Brief.
In the entries that follow, identify the line containing "house roof, then" and return it together with all later lines, exactly as they appear.

Provided data.

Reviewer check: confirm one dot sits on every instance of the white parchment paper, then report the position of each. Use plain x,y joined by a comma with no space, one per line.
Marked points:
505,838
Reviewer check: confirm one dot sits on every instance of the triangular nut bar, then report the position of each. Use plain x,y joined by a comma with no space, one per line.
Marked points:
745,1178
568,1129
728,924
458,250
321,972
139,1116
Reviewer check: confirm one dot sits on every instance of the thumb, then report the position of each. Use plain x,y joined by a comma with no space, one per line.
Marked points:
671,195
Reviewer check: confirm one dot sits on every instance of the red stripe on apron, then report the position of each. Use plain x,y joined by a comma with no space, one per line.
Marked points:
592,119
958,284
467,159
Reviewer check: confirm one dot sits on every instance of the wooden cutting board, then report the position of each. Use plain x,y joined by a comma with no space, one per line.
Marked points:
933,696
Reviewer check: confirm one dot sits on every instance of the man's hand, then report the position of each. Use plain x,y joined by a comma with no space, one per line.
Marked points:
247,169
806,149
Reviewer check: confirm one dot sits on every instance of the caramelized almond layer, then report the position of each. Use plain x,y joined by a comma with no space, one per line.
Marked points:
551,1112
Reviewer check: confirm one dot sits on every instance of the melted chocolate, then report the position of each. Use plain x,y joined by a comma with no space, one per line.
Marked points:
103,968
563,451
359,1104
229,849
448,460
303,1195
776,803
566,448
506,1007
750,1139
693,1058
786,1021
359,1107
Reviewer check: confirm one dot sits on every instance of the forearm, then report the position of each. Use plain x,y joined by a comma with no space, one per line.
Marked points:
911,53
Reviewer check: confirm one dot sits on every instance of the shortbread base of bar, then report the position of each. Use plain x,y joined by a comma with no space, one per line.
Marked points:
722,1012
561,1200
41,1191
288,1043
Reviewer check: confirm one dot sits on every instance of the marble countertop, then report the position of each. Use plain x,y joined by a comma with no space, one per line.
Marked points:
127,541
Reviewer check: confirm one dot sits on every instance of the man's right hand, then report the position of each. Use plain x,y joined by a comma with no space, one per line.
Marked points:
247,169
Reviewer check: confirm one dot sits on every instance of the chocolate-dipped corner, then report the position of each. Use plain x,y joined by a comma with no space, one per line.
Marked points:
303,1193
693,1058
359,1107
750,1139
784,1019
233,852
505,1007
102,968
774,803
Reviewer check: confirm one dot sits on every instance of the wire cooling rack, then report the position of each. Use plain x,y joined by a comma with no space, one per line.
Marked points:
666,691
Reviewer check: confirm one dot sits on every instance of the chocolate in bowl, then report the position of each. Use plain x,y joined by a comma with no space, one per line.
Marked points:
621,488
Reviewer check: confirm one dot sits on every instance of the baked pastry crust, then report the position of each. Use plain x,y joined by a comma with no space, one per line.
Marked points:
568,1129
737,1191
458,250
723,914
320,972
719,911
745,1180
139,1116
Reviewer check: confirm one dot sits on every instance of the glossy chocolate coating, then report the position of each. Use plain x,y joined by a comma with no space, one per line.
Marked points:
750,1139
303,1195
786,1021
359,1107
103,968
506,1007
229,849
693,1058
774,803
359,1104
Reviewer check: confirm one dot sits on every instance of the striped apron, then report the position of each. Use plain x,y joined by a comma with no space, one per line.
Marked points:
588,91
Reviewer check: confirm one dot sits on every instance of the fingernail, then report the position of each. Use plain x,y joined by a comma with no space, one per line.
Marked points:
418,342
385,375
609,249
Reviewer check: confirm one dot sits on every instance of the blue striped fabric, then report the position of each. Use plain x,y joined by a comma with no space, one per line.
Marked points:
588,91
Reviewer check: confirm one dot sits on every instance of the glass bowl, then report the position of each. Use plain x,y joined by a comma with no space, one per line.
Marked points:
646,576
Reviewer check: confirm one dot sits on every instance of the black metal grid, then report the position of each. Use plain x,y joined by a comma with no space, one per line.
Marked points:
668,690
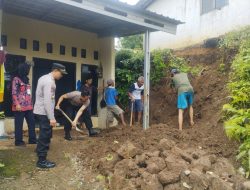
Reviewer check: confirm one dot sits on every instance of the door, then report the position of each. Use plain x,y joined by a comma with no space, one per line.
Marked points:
92,71
64,85
10,65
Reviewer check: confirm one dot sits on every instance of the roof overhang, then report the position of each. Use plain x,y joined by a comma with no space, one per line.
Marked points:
103,17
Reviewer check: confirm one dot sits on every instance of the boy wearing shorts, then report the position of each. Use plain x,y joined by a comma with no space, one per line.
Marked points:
185,95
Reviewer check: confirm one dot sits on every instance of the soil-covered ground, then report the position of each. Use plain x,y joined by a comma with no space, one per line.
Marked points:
159,158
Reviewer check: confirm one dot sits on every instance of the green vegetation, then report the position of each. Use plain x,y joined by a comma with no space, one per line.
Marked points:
237,111
130,64
13,162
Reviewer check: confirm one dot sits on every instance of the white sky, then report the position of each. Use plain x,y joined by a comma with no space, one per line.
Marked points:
131,2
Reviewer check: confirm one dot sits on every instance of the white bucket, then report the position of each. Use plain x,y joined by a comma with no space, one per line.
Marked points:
2,129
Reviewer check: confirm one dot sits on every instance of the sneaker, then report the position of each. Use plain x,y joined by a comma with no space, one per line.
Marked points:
45,164
22,144
79,129
68,138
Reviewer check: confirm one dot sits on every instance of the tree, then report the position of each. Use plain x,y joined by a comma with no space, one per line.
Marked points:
132,42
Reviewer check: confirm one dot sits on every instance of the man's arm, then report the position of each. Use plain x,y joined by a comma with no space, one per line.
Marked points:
65,96
79,113
48,104
131,89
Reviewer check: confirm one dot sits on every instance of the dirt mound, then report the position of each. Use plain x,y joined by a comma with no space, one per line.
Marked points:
164,158
159,158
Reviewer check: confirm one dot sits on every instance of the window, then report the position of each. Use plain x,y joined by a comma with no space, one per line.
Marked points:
35,45
74,52
49,48
83,53
210,5
4,40
23,43
62,50
96,56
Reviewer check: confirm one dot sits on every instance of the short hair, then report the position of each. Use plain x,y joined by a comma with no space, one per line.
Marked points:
88,77
110,81
85,93
141,79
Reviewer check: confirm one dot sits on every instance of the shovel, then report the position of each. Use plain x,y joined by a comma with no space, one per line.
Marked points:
78,128
131,116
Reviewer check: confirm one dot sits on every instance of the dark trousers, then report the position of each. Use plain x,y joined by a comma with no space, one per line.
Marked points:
19,118
45,134
71,111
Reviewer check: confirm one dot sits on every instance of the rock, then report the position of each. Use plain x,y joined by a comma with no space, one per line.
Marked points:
121,183
106,166
195,156
140,160
187,172
155,153
150,182
246,185
169,176
203,163
223,168
219,184
186,157
128,150
196,179
172,187
126,168
155,165
173,162
166,144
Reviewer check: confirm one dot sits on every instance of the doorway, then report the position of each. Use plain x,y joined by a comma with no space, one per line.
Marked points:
92,71
11,63
64,85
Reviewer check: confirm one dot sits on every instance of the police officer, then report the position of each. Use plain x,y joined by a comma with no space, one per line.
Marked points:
72,102
44,112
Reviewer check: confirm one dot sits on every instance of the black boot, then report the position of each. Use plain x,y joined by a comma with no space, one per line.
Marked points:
92,132
68,136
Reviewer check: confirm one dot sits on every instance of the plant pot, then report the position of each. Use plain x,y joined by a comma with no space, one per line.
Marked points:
2,129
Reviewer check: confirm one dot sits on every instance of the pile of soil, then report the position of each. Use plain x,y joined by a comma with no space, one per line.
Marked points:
162,157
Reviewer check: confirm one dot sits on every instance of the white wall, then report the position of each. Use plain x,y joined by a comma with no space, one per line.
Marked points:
198,27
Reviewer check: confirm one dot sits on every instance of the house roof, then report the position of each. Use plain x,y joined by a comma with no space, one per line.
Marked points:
143,4
103,17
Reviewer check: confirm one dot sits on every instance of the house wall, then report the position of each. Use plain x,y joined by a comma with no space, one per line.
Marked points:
198,27
16,27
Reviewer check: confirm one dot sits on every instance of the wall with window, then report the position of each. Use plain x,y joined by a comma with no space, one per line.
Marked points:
33,38
203,19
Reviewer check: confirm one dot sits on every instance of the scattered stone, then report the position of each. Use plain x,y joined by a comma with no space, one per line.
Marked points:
169,177
246,185
140,160
173,186
219,184
155,153
155,165
186,185
173,162
197,180
223,168
106,166
186,157
150,182
203,163
166,144
195,156
126,168
128,150
187,172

Answer to the exercise.
Reviewer check: confirm one dot sits on every instance of the house roof, then report the position of each. Use plain x,y joined by a comma with no space, one per line.
Marked points:
143,4
103,17
Reviewer check: confirm one dot sits on every instance of the house wall, then report the position of each. Use plain x,y joined by a comma with no space, one per line.
Marked points:
198,27
16,27
Reviewer check: confirm one dot sits on every instance of the wall with window, then report the position of each. Use plain x,y joined by a comma with no space, one per line.
Marked points:
33,38
203,19
Reviewer check: confirm one dot sits on every instance of the scattered stone, then report the position of each. Use plain x,y joined by a comma with no space, one per line.
Marked points:
169,177
246,185
140,160
173,186
219,184
155,153
155,165
186,185
173,162
197,180
223,168
106,166
186,157
150,182
203,163
166,144
195,156
126,168
128,150
187,172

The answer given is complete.